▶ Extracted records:
▼▼▼
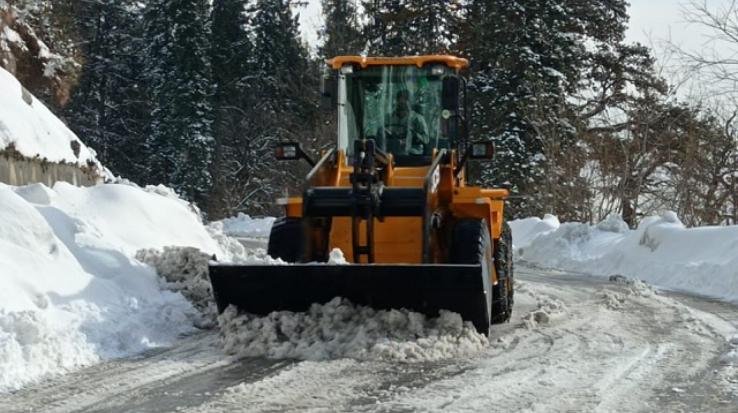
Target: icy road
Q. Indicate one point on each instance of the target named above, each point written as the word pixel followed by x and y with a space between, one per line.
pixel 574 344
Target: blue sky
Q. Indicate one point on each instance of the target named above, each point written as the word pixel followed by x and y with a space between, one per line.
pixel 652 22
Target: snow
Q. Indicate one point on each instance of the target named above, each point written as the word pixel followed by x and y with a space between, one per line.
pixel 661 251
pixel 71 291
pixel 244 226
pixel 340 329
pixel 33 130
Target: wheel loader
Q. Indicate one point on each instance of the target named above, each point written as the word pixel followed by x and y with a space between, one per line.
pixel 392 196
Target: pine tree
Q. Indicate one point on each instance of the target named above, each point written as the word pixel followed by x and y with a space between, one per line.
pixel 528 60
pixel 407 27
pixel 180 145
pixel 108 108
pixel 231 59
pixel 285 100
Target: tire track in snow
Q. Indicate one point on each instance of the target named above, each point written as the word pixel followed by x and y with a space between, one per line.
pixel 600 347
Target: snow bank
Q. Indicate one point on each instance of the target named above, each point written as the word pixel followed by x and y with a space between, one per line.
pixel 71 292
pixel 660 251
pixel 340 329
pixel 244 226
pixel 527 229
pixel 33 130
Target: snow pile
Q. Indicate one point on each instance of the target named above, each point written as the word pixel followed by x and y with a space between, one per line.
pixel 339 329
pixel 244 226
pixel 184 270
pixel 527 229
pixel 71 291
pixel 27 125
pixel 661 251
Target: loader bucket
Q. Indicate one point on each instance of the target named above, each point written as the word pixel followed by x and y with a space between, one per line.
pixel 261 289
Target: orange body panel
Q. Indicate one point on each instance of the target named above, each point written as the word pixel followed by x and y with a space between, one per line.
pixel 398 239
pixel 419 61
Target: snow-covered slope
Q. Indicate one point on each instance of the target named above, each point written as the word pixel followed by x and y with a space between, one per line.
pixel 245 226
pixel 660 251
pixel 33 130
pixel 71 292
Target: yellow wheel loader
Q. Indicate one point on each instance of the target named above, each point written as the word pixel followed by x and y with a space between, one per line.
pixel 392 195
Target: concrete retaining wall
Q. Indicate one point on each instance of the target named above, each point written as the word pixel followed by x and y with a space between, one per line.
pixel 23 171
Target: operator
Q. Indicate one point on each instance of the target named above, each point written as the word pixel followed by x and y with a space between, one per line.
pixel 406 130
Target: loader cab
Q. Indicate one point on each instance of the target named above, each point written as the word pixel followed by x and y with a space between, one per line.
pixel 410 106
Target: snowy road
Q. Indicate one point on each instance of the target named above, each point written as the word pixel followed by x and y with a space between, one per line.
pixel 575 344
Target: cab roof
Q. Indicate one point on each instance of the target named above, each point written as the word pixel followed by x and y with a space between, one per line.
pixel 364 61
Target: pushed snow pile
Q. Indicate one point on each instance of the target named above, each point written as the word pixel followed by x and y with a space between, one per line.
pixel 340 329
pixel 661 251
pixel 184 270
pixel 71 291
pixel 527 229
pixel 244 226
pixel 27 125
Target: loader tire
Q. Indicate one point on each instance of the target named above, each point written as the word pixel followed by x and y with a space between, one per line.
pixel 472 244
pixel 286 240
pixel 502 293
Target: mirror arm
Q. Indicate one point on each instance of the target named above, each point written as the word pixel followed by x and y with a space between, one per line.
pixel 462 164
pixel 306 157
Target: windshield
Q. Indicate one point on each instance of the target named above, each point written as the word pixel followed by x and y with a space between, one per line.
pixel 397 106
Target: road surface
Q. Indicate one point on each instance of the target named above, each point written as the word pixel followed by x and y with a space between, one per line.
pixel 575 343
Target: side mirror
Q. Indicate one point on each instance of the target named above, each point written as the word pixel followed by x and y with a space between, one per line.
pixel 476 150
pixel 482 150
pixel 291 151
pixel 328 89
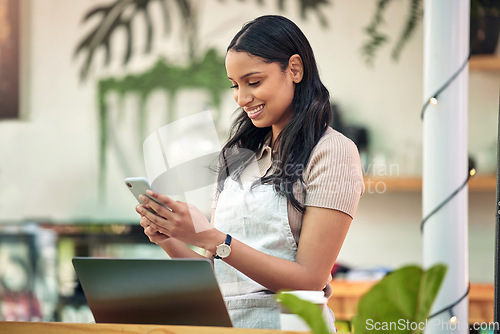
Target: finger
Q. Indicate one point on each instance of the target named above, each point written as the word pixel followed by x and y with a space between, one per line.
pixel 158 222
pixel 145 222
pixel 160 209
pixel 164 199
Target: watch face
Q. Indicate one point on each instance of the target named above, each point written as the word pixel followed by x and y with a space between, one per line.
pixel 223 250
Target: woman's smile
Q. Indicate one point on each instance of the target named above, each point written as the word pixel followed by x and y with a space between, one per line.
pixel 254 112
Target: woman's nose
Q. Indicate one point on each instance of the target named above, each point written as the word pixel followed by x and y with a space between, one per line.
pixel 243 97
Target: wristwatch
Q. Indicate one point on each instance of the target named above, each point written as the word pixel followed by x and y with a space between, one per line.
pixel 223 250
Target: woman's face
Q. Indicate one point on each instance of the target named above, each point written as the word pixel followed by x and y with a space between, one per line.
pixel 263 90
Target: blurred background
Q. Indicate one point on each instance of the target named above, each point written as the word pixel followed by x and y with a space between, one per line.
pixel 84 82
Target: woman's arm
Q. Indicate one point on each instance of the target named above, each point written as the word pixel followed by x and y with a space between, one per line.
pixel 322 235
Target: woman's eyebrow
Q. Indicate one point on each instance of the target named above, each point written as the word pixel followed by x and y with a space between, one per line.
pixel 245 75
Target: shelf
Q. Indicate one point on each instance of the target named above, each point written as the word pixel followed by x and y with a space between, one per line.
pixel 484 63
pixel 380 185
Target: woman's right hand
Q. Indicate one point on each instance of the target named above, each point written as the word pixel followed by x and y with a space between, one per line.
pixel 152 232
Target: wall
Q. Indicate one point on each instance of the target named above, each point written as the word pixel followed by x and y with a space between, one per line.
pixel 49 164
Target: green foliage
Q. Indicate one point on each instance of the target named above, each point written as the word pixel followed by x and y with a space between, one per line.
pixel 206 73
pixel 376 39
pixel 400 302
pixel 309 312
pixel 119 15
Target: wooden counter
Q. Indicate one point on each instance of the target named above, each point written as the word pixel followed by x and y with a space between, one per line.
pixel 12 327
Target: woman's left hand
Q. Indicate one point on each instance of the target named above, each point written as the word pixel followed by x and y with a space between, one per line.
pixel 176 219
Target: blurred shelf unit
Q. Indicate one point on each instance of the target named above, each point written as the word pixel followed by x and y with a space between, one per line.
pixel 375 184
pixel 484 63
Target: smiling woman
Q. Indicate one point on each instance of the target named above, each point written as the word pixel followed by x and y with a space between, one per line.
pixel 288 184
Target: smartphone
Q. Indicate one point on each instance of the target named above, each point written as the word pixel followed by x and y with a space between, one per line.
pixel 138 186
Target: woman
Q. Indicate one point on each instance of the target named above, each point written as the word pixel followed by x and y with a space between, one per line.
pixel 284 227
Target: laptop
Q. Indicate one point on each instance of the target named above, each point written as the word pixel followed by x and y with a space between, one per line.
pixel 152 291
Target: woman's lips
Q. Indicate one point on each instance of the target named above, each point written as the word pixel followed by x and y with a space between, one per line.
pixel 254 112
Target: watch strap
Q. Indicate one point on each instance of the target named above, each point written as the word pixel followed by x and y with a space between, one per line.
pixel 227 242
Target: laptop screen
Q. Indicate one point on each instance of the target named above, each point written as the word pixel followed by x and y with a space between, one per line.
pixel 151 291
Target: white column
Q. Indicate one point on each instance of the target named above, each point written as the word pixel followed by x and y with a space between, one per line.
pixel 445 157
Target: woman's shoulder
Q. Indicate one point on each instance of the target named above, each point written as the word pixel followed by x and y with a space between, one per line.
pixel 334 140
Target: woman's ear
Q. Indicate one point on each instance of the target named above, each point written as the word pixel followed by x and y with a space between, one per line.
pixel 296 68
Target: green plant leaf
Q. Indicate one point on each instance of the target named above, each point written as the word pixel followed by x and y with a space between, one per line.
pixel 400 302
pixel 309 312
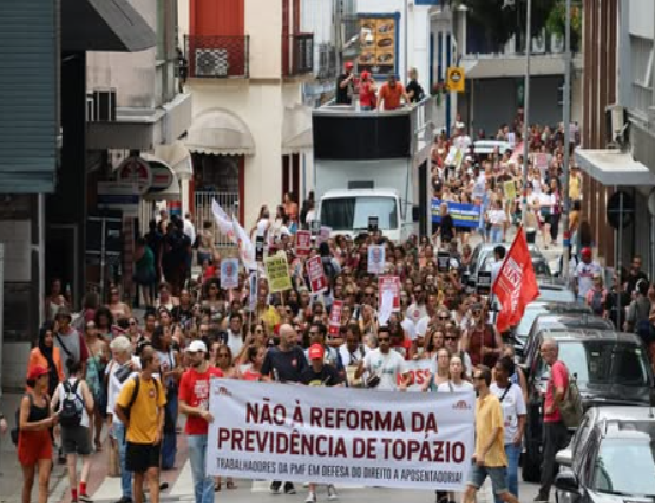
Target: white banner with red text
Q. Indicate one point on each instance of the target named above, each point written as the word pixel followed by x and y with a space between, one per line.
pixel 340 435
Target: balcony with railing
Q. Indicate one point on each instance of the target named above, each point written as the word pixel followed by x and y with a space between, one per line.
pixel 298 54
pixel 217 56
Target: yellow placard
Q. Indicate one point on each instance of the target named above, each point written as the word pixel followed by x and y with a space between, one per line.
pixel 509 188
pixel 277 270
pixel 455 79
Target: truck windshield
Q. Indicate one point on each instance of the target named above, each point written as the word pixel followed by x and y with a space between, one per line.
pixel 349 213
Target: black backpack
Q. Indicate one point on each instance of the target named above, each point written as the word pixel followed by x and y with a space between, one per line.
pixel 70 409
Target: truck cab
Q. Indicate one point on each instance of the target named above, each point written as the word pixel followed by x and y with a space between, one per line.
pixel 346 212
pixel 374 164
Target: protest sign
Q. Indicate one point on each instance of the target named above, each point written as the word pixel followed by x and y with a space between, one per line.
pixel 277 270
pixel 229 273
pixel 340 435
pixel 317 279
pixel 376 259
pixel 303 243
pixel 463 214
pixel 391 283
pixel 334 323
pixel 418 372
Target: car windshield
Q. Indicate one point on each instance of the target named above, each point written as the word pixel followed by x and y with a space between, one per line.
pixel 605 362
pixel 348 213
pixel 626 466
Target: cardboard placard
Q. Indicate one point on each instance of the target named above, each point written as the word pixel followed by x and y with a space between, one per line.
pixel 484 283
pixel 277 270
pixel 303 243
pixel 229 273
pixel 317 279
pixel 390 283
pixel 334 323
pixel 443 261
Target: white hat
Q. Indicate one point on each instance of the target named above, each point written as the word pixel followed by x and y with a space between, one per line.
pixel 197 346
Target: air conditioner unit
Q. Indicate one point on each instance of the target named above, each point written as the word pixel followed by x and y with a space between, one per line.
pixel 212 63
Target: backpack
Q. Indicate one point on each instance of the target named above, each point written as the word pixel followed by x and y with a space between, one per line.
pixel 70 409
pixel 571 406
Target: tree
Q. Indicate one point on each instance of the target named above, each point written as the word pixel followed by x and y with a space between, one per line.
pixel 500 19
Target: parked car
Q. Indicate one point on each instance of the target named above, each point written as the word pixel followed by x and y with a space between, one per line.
▲▲▲
▶ WHAT IS REQUIRED:
In the entries above, work out how many lines contain the string "unit", and give only that number.

▶ ANSWER BOX:
2